Records contained in a dataset:
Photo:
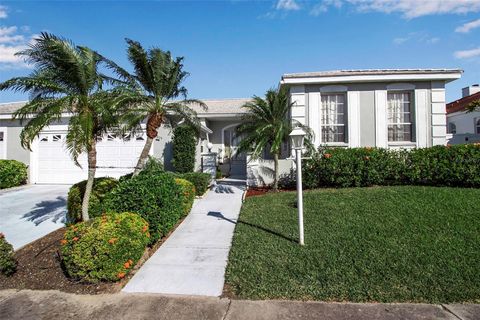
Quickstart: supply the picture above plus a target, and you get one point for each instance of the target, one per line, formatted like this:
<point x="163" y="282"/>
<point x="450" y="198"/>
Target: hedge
<point x="457" y="165"/>
<point x="156" y="197"/>
<point x="184" y="148"/>
<point x="200" y="180"/>
<point x="188" y="192"/>
<point x="8" y="264"/>
<point x="13" y="173"/>
<point x="101" y="186"/>
<point x="105" y="248"/>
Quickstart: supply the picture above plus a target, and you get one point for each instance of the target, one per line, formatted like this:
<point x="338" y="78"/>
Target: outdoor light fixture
<point x="298" y="136"/>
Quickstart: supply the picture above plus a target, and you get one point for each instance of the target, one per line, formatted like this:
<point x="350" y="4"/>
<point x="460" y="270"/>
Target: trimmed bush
<point x="8" y="264"/>
<point x="105" y="248"/>
<point x="457" y="165"/>
<point x="156" y="197"/>
<point x="13" y="173"/>
<point x="184" y="148"/>
<point x="200" y="180"/>
<point x="101" y="186"/>
<point x="188" y="192"/>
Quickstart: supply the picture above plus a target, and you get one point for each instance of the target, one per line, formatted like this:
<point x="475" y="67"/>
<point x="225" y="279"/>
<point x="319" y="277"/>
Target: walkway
<point x="28" y="304"/>
<point x="193" y="259"/>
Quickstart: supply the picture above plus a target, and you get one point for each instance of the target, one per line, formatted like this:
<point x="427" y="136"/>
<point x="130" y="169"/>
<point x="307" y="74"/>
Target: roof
<point x="217" y="106"/>
<point x="369" y="72"/>
<point x="371" y="75"/>
<point x="461" y="104"/>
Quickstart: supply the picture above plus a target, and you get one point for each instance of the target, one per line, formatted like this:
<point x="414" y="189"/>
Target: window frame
<point x="411" y="94"/>
<point x="345" y="119"/>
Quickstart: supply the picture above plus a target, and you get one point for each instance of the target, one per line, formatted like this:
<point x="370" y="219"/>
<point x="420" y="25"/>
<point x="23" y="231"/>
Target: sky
<point x="236" y="49"/>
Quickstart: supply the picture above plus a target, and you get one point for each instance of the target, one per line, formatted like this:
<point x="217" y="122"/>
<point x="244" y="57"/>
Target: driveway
<point x="29" y="213"/>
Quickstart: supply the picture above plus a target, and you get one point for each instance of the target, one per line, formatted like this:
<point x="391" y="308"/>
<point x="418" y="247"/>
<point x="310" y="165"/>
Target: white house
<point x="399" y="108"/>
<point x="463" y="126"/>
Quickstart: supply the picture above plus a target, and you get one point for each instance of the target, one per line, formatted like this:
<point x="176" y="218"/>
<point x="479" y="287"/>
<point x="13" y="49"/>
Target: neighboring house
<point x="351" y="108"/>
<point x="463" y="126"/>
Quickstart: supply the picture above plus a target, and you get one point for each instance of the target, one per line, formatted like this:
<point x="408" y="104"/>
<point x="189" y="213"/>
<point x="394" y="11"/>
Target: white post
<point x="299" y="195"/>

== ASSIGNMENT ==
Output the records above exactly, leaving out pictures.

== REPLY ==
Photo:
Quickstart: supply the picture above plus a target, and you get one point for each instance of the target, one per line, formatted like this:
<point x="163" y="282"/>
<point x="450" y="198"/>
Target: hedge
<point x="457" y="165"/>
<point x="156" y="197"/>
<point x="184" y="148"/>
<point x="200" y="180"/>
<point x="188" y="192"/>
<point x="8" y="264"/>
<point x="13" y="173"/>
<point x="101" y="186"/>
<point x="105" y="248"/>
Quickstart: supply the picture above plus a target, and you get one point for each instance of the target, one per line, formatted like this:
<point x="338" y="78"/>
Target: outdoor light fixture
<point x="298" y="136"/>
Quickstart: supply the picture above plus a target, and you get one point for each instance of the target, one per line, formatted like this:
<point x="350" y="4"/>
<point x="460" y="270"/>
Target: trimmed bush
<point x="8" y="264"/>
<point x="105" y="248"/>
<point x="457" y="165"/>
<point x="156" y="197"/>
<point x="13" y="173"/>
<point x="184" y="148"/>
<point x="200" y="180"/>
<point x="101" y="186"/>
<point x="188" y="192"/>
Quickstart: supply the picture above plus a target, and you get one point for each instance of the target, one per line, formatted like this:
<point x="475" y="67"/>
<point x="225" y="279"/>
<point x="319" y="277"/>
Target: walkway
<point x="28" y="304"/>
<point x="193" y="259"/>
Quickstart: supply the picture above plus a target, and you get one point for each instance of the target, one per line, formatted like this:
<point x="427" y="136"/>
<point x="130" y="169"/>
<point x="307" y="74"/>
Target: roof
<point x="217" y="106"/>
<point x="369" y="72"/>
<point x="371" y="75"/>
<point x="461" y="104"/>
Quickstart: supply the picture above plus a target, and you get one point for each instance of the target, one per line, formatted like this:
<point x="414" y="189"/>
Target: window frame
<point x="411" y="94"/>
<point x="345" y="119"/>
Quickstart: supply the picture above plus a target, and you get one point for each instance of the target, one per line, formatted like this:
<point x="370" y="219"/>
<point x="420" y="25"/>
<point x="23" y="231"/>
Target: sky
<point x="236" y="49"/>
Quickstart: supply the picture above plus a target, and you get one point for each instance of the target, one per line, formatted like this:
<point x="217" y="122"/>
<point x="244" y="57"/>
Target: driveway
<point x="29" y="213"/>
Quickstart: supply the picture above plus a target, and you get one point for each instance of the target, one per line, formatted like this:
<point x="391" y="308"/>
<point x="418" y="247"/>
<point x="310" y="165"/>
Target: white house
<point x="399" y="108"/>
<point x="463" y="126"/>
Quickstart: supply the picture above plus a target, and you get one point for each instance of the target, one per line, formatted like this:
<point x="176" y="218"/>
<point x="479" y="287"/>
<point x="13" y="49"/>
Target: neighboring house
<point x="351" y="108"/>
<point x="463" y="126"/>
Quickstart: supply the picture above plus a target, and you get one point for each instance of the target, one per line, formatted like this:
<point x="408" y="104"/>
<point x="189" y="213"/>
<point x="394" y="11"/>
Target: white post
<point x="299" y="195"/>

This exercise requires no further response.